Other indications of general acceptance in the field of assessment psychology can be gleaned from surveys of test usage by practitioners. Neal and Grisso (2014) reported that the PAI is the second-most frequently mentioned test in an international survey of 423 forensic mental health professionals. This finding was consistent with an earlier survey of 152 forensic psychologists by Archer et al. (2006). Piotrowski (2017, p. 83) reviewed surveys of psychological test usage patterns and preferences, and he concludes that the PAI is “recognized and relied upon to a high degree in both assessment training and practice,” especially among neuropsychologists and forensic professionals in the USA. Surveys of graduate and internship training programs can provide indications that a test or instrument will continue to be used in the field. Mihura et al. (2017) surveyed the assessment training offered by 83 doctoral programs in clinical psychology, and they found that the PAI was taught in 76% of these programs. Stedman et al. (2018) surveyed 355 directors of psychology internship training programs regarding their expectations of which test procedures interns should have learned in graduate school and which test procedures they should learn during the internship. Less than half (46%) of directors believed that the PAI should be taught in graduate school, and 59% of directors believed that training with the PAI should be included in the internship. A survey of 534 clinical and counseling psychology trainees by Ingram et al. (2022) found that 72.3% of trainees received didactic instruction in the PAI, but only 50.2% of trainees found an opportunity to use it with clinical training cases. Collectively, these surveys demonstrate that, while not universally taught in graduate schools or internship programs, most professional psychologists have been educated about the PAI.

Conclusions

The use of the PAI to inform psychological expert testimony should be robust to Daubert's challenges in court. The PAI is a standardized instrument, and its reliability and validity have been the subject of many peer-reviewed research studies. There is a large empirical literature on PAI in forensic contexts that affords an appraisal of the information it can bring to legal proceedings. Studies of the diagnostic efficiency of various PAI scales and subscales provide estimates of error rates, although most of these are studies of the detection of feigned mental disorders. The publisher of the PAI has specified standards for the proper education and training of PAI users, and there are explicit guidelines for administration, scoring, and interpretation. The PAI is widely used in the contemporary practice of clinical assessment, and it is frequently an instrument of choice in forensic settings and legal contexts.

**Aim of the task**
According to the passage on the PAI, in what percentage of the 83 doctoral programs surveyed by Mihura et al. (2017) was the PAI taught? The listing is separate material from the passage on the PAI.

Dataset excerpts

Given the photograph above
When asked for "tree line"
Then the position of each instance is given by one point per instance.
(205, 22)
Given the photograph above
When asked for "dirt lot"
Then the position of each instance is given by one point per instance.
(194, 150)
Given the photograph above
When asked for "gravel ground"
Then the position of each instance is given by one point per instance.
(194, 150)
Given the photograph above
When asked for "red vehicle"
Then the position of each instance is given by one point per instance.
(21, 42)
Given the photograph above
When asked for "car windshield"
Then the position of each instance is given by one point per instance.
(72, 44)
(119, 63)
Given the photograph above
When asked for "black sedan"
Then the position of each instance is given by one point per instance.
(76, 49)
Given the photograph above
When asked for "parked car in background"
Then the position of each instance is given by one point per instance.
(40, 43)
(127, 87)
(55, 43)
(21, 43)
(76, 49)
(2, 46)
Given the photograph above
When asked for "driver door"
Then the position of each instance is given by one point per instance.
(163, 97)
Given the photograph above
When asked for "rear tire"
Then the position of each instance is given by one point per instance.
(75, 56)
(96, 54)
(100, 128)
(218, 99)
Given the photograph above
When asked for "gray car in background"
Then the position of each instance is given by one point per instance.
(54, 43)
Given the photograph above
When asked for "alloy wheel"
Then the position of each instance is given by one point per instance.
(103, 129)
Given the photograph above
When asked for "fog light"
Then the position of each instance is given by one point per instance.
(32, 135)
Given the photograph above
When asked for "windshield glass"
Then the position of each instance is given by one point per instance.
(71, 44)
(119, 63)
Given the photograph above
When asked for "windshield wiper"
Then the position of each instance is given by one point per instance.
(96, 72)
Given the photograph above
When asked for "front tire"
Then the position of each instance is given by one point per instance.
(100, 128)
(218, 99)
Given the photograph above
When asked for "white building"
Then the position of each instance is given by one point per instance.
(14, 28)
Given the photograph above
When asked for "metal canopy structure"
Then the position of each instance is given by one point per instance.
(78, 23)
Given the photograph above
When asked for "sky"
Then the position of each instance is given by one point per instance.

**Result of the exercise**
76%